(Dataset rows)
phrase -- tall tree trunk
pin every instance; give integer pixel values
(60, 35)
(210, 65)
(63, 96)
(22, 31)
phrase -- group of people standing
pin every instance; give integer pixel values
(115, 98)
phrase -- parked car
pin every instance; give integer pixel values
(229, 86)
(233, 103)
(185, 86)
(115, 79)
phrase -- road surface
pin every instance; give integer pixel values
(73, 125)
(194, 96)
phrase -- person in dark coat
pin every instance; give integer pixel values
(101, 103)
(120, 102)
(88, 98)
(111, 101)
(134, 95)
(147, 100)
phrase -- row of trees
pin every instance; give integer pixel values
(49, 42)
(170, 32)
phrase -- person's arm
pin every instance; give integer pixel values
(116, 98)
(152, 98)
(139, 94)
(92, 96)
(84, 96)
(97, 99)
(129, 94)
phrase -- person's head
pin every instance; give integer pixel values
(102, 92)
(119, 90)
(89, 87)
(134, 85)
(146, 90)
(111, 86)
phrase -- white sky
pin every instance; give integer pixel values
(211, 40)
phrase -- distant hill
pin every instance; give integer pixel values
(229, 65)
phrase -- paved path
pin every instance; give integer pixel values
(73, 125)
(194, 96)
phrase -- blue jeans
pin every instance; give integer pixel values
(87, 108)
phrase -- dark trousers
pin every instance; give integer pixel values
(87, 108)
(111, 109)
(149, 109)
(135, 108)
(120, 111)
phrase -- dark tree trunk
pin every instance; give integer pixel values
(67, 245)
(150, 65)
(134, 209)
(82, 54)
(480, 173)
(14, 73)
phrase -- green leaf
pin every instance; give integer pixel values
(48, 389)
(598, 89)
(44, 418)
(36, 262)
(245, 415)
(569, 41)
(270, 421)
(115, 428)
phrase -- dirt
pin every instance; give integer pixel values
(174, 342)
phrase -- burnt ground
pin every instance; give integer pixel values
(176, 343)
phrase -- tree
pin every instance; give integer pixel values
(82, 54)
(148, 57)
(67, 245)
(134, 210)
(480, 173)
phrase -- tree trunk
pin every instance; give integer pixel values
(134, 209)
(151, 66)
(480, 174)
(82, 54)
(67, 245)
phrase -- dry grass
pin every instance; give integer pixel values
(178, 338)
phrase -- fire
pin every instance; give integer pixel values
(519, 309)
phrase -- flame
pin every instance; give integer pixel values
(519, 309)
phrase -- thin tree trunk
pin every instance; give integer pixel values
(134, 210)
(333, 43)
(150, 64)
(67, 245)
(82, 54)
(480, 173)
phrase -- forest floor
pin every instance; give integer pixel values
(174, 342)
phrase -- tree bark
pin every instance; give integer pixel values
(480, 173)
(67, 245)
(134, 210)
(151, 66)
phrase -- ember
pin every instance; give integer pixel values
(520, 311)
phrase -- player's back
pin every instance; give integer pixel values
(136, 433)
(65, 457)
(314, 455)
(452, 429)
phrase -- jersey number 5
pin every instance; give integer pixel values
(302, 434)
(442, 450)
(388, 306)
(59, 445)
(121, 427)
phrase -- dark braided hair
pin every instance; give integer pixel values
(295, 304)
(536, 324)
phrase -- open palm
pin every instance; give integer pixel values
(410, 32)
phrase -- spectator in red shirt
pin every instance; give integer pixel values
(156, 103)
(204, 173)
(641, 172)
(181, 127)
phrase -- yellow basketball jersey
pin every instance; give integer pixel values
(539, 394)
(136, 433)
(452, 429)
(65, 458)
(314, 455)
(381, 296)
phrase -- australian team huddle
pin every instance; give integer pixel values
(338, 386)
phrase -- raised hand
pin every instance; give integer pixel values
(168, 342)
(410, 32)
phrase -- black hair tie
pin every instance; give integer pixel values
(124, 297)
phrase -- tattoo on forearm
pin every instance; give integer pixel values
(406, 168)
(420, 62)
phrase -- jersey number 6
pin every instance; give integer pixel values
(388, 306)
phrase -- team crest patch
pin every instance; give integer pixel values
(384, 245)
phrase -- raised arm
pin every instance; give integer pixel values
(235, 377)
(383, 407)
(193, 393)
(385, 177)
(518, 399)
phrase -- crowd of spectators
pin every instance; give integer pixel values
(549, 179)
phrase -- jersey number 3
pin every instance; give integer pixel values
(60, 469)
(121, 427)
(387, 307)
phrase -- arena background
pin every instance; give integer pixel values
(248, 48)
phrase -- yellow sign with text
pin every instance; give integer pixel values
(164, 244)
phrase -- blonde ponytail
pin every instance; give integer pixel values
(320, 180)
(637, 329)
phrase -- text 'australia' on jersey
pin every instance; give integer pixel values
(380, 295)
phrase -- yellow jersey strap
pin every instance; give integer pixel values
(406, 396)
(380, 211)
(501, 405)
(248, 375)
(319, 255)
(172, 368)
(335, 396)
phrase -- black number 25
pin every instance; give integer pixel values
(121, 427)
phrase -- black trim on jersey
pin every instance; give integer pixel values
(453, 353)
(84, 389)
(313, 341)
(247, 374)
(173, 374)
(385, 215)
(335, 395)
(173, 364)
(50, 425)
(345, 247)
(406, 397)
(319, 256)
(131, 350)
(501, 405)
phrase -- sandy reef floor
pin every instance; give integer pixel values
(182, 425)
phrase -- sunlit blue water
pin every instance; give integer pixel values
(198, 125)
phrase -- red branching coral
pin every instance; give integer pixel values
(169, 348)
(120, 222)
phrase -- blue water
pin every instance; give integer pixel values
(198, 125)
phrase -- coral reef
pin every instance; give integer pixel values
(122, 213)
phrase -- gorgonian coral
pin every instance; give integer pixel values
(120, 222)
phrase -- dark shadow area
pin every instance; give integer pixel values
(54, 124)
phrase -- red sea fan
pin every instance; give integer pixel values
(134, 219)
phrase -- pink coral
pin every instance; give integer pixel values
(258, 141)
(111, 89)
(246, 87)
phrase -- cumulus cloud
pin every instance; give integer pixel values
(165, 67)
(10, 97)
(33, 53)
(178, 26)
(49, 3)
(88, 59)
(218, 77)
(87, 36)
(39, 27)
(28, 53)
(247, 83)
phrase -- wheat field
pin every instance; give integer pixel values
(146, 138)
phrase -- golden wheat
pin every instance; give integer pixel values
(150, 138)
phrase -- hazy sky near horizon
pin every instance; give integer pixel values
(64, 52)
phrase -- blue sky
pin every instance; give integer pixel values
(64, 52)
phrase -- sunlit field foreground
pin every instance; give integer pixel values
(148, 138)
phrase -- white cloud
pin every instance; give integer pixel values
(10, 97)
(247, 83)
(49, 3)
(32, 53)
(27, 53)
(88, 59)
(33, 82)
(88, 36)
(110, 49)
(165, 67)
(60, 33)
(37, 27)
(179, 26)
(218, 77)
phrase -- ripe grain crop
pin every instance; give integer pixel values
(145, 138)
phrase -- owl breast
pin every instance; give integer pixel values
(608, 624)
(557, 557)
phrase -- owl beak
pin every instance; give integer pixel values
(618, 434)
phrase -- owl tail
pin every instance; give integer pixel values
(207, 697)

## What this task involves
Your task is to retype all the records above with nothing left out.

## Response to the task
phrase -- tall tree trunk
pin every instance; give integer pixel values
(60, 35)
(210, 65)
(63, 96)
(22, 31)
phrase -- group of people standing
pin every instance; give integer pixel values
(115, 98)
phrase -- parked car
pin every instance; give integer pixel values
(229, 86)
(233, 103)
(185, 86)
(115, 79)
phrase -- road surface
pin every instance; give integer pixel values
(73, 125)
(194, 96)
phrase -- person in dark coat
pin every instance; give integer pixel values
(101, 103)
(120, 102)
(88, 98)
(111, 101)
(134, 95)
(147, 100)
phrase -- row of trees
pin every instance; give integer pixel values
(49, 42)
(170, 32)
phrase -- person's arm
pin every instance; give integer pixel values
(116, 98)
(152, 98)
(139, 94)
(92, 96)
(84, 96)
(97, 99)
(129, 94)
phrase -- person's head
pin every instance; give integer pixel values
(102, 92)
(119, 90)
(89, 87)
(134, 85)
(146, 90)
(111, 86)
phrase -- white sky
pin every instance; give integer pixel values
(211, 40)
phrase -- distant hill
pin every instance; give integer pixel values
(229, 65)
phrase -- paved path
pin every instance; give integer pixel values
(73, 125)
(194, 96)
phrase -- blue jeans
pin every instance; give integer pixel values
(87, 108)
phrase -- dark trousers
pin every instance; give integer pixel values
(87, 108)
(111, 109)
(149, 109)
(135, 108)
(120, 111)
phrase -- dark tree trunk
pin every instance; give integer pixel values
(67, 245)
(150, 65)
(134, 209)
(82, 54)
(480, 173)
(14, 73)
phrase -- green leaf
pin every instance; give integer pixel values
(48, 389)
(598, 89)
(44, 418)
(36, 262)
(245, 415)
(569, 41)
(270, 421)
(115, 428)
phrase -- dirt
pin every instance; give integer pixel values
(174, 342)
phrase -- burnt ground
pin every instance; give integer pixel values
(176, 343)
phrase -- tree
pin every instance; give integer pixel values
(82, 54)
(148, 57)
(67, 245)
(134, 210)
(480, 173)
phrase -- tree trunk
pin every instance; give integer pixel values
(134, 209)
(151, 66)
(480, 174)
(82, 54)
(67, 245)
phrase -- dry grass
pin every instance; give integer pixel values
(178, 338)
phrase -- fire
pin every instance; give integer pixel values
(519, 309)
phrase -- flame
pin every instance; give integer pixel values
(519, 309)
phrase -- thin tree trunk
pin every instance; give integer pixel values
(134, 210)
(333, 43)
(150, 64)
(67, 245)
(82, 54)
(480, 173)
phrase -- forest floor
pin every instance; give integer pixel values
(174, 342)
phrase -- tree bark
pin every instance; give integer pixel values
(480, 173)
(67, 245)
(134, 210)
(151, 66)
phrase -- ember
pin every instance; give integer pixel values
(520, 311)
phrase -- player's back
pin every instance; give integer pixel values
(136, 433)
(65, 457)
(314, 455)
(452, 429)
phrase -- jersey number 5
pin every instance; give integer pixel values
(302, 434)
(442, 450)
(388, 306)
(59, 445)
(121, 427)
phrase -- dark braided hair
pin every instance; give integer pixel values
(295, 304)
(536, 324)
phrase -- open palm
pin every instance; give integer pixel values
(410, 32)
phrase -- spectator in red shirt
pin every instance; give integer pixel values
(156, 103)
(204, 173)
(641, 172)
(181, 127)
phrase -- yellow basketball jersey
pin every instance; give integer pixel values
(539, 394)
(136, 433)
(452, 429)
(65, 458)
(314, 455)
(381, 296)
phrase -- australian team huddle
pin every instance; give integer pixel values
(338, 386)
phrase -- raised hand
pin every instance; give integer pixel values
(168, 342)
(410, 32)
phrase -- black hair tie
pin every instance; give integer pixel values
(124, 297)
phrase -- tattoo on forearm
pin every instance; give integer pixel values
(406, 168)
(420, 62)
phrase -- jersey number 6
pin every instance; give integer pixel values
(388, 306)
phrase -- team crest patch
pin every instance; give integer pixel values
(384, 245)
phrase -- raised arm
pin every instance; give integer pixel values
(235, 377)
(383, 407)
(193, 393)
(385, 177)
(518, 399)
phrase -- crowd of spectators
pin every instance; give integer pixel values
(549, 179)
phrase -- jersey number 3
pin every instance; give integer pixel values
(60, 469)
(121, 427)
(387, 307)
phrase -- arena background
pin every instance; give integer pixel values
(248, 48)
phrase -- yellow sign with text
pin every instance; give integer pixel values
(164, 244)
phrase -- blonde ponytail
pin every instance; give integer pixel values
(320, 180)
(637, 329)
phrase -- text 'australia' on jersey
pin every instance; give integer pixel values
(380, 295)
phrase -- yellow jersey strap
pin every instance; give integer pixel values
(406, 396)
(380, 211)
(501, 405)
(248, 375)
(319, 255)
(172, 368)
(335, 396)
phrase -- black number 25
pin every instance; give integer pixel values
(121, 427)
phrase -- black trim on jersey
pin every instance; give integer pixel values
(453, 353)
(84, 389)
(313, 341)
(247, 374)
(173, 374)
(385, 215)
(335, 395)
(173, 364)
(50, 425)
(345, 247)
(406, 397)
(319, 256)
(131, 350)
(501, 405)
phrase -- sandy reef floor
pin every instance; give integer pixel values
(182, 425)
phrase -- sunlit blue water
pin every instance; give integer pixel values
(198, 125)
phrase -- red branching coral
pin every instance; give integer pixel values
(169, 348)
(120, 222)
phrase -- blue water
pin every instance; give integer pixel values
(198, 125)
phrase -- coral reef
pin every instance; give integer pixel values
(122, 213)
phrase -- gorgonian coral
pin every instance; give integer pixel values
(120, 222)
phrase -- dark shadow area
pin every instance; give integer pixel values
(54, 124)
phrase -- red sea fan
pin every instance; give integer pixel values
(134, 219)
phrase -- pink coral
pin every instance; give integer pixel values
(258, 141)
(111, 89)
(246, 87)
phrase -- cumulus cloud
pin every instance; give integer pixel values
(165, 67)
(10, 97)
(33, 53)
(178, 26)
(49, 3)
(88, 59)
(218, 77)
(87, 36)
(39, 27)
(28, 53)
(247, 83)
phrase -- wheat field
pin every instance; give integer pixel values
(146, 138)
phrase -- golden wheat
pin every instance; give integer pixel values
(150, 138)
phrase -- hazy sky near horizon
pin every instance; give integer pixel values
(64, 52)
phrase -- blue sky
pin every instance; give integer pixel values
(64, 52)
phrase -- sunlit field foreground
pin every instance; give integer pixel values
(148, 138)
phrase -- white cloud
pin every instance; give integer pixel values
(10, 97)
(247, 83)
(49, 3)
(32, 53)
(27, 53)
(88, 59)
(33, 82)
(88, 36)
(110, 49)
(165, 67)
(60, 33)
(37, 27)
(179, 26)
(218, 77)
phrase -- ripe grain crop
pin every instance; give integer pixel values
(145, 138)
phrase -- owl breast
pin every instance; give integer pixel values
(608, 624)
(557, 557)
phrase -- owl beak
pin every instance; give integer pixel values
(618, 434)
phrase -- owl tail
pin every instance; give integer pixel values
(207, 697)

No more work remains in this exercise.